▶ [DATA IN THIS EXERCISE]
========
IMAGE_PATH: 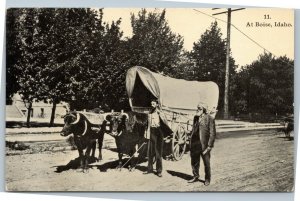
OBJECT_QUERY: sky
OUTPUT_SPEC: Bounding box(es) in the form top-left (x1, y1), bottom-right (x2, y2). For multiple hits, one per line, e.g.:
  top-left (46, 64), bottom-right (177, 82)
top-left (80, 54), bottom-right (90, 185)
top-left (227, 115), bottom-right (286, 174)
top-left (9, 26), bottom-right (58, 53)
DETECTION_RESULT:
top-left (104, 8), bottom-right (294, 67)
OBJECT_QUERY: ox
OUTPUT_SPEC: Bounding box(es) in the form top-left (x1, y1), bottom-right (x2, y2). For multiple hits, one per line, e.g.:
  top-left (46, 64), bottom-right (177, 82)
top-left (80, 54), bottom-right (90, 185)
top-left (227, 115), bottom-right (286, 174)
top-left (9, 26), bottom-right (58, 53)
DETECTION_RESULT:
top-left (61, 112), bottom-right (104, 171)
top-left (106, 112), bottom-right (147, 170)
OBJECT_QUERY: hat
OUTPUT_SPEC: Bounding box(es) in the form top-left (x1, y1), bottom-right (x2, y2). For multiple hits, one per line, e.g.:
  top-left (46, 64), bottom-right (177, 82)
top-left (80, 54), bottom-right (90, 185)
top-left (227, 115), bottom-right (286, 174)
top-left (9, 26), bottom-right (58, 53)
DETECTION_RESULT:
top-left (197, 102), bottom-right (208, 110)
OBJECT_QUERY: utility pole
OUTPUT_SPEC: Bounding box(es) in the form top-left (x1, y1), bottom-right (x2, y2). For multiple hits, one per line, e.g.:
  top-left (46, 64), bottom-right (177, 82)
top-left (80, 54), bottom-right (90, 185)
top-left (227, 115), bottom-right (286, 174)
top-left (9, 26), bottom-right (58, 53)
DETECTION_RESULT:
top-left (213, 8), bottom-right (245, 119)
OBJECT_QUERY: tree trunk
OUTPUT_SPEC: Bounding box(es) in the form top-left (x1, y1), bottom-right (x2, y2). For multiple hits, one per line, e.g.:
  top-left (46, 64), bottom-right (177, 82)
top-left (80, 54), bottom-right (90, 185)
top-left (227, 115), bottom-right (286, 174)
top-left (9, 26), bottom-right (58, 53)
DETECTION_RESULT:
top-left (49, 100), bottom-right (56, 127)
top-left (26, 103), bottom-right (32, 128)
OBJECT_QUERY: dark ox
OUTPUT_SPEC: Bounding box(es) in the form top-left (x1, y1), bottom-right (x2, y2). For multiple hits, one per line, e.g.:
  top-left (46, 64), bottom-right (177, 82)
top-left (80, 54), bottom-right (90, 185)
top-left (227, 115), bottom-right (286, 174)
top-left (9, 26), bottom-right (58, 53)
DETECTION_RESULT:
top-left (61, 112), bottom-right (104, 171)
top-left (106, 112), bottom-right (147, 170)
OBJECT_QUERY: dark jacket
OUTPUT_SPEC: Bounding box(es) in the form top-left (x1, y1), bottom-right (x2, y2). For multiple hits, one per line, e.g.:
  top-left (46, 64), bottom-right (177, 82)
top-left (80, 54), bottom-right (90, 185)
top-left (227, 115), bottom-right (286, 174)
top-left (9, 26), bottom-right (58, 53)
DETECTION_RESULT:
top-left (145, 110), bottom-right (173, 139)
top-left (191, 114), bottom-right (216, 151)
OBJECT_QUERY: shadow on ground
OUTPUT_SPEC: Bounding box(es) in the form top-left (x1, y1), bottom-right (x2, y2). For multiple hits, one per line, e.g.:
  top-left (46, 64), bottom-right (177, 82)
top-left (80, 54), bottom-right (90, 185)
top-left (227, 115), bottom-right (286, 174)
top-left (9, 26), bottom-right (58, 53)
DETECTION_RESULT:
top-left (167, 170), bottom-right (204, 183)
========
▶ [DESCRIPTION OF THE TASK] Reproduce every line of the records above word for word, omitting the pictures.

▶ [ANSWER TO THIS PROBLEM]
IMAGE_PATH: 
OBJECT_QUERY: sky
OUTPUT_SPEC: Bounding box(es) in the form top-left (x1, y1), bottom-right (x2, y2). For multiple hits, one per line, e.g.:
  top-left (46, 64), bottom-right (177, 82)
top-left (80, 54), bottom-right (90, 185)
top-left (227, 115), bottom-right (286, 174)
top-left (9, 26), bottom-right (58, 53)
DETECTION_RESULT:
top-left (104, 8), bottom-right (294, 67)
OBJECT_QUERY: ox
OUTPUT_SPEC: Bounding box(es) in the form top-left (x1, y1), bottom-right (x2, y2). For multiple hits, one per line, e.g.:
  top-left (46, 64), bottom-right (177, 82)
top-left (80, 54), bottom-right (90, 185)
top-left (227, 115), bottom-right (286, 174)
top-left (9, 26), bottom-right (58, 53)
DETECTION_RESULT:
top-left (61, 112), bottom-right (104, 171)
top-left (106, 112), bottom-right (147, 170)
OBJECT_QUERY: hat
OUTPUT_SPEC: Bounding box(es) in the form top-left (x1, y1), bottom-right (x2, y2). For multiple hits, one per line, e.g.:
  top-left (46, 64), bottom-right (177, 82)
top-left (80, 54), bottom-right (90, 185)
top-left (227, 115), bottom-right (286, 174)
top-left (9, 26), bottom-right (58, 53)
DETECTION_RESULT:
top-left (197, 102), bottom-right (208, 110)
OBJECT_QUERY: utility pole
OUTPUT_SPEC: Bounding box(es) in the form top-left (x1, y1), bottom-right (x2, y2). For multiple hits, one per line, e.g.:
  top-left (46, 64), bottom-right (177, 82)
top-left (80, 54), bottom-right (90, 185)
top-left (227, 115), bottom-right (286, 174)
top-left (9, 26), bottom-right (58, 53)
DETECTION_RESULT:
top-left (213, 8), bottom-right (245, 119)
OBJECT_QUERY: tree trunk
OUTPUT_SPEC: Bounding box(es) in the form top-left (x1, y1), bottom-right (x2, y2). For multiple hits, one per line, e.g.:
  top-left (46, 64), bottom-right (177, 82)
top-left (80, 54), bottom-right (90, 185)
top-left (227, 115), bottom-right (286, 174)
top-left (9, 26), bottom-right (58, 53)
DETECTION_RESULT:
top-left (49, 100), bottom-right (56, 127)
top-left (26, 103), bottom-right (32, 128)
OBJECT_QUERY: dark ox
OUTPUT_SPEC: Bounding box(es) in the form top-left (x1, y1), bottom-right (x2, y2). For multiple hits, one per line, e.g.:
  top-left (46, 64), bottom-right (177, 82)
top-left (80, 54), bottom-right (90, 185)
top-left (227, 115), bottom-right (286, 174)
top-left (9, 26), bottom-right (58, 53)
DETECTION_RESULT:
top-left (61, 112), bottom-right (104, 171)
top-left (106, 112), bottom-right (147, 170)
OBJECT_QUERY: dark jacket
OUTPUT_SPEC: Bounding box(es) in the form top-left (x1, y1), bottom-right (x2, y2). For multiple hits, one per line, e.g.:
  top-left (46, 64), bottom-right (177, 82)
top-left (80, 54), bottom-right (90, 185)
top-left (227, 115), bottom-right (286, 174)
top-left (9, 26), bottom-right (58, 53)
DETECTION_RESULT:
top-left (145, 110), bottom-right (173, 139)
top-left (191, 114), bottom-right (216, 151)
OBJECT_QUERY: shadow on ground
OUTPUT_SPEC: Bounding box(es) in the form top-left (x1, y1), bottom-right (x2, y2). For multiple hits, one per line, e.g.:
  top-left (46, 64), bottom-right (177, 82)
top-left (80, 54), bottom-right (90, 185)
top-left (227, 115), bottom-right (286, 174)
top-left (9, 26), bottom-right (58, 53)
DETECTION_RESULT:
top-left (167, 170), bottom-right (204, 183)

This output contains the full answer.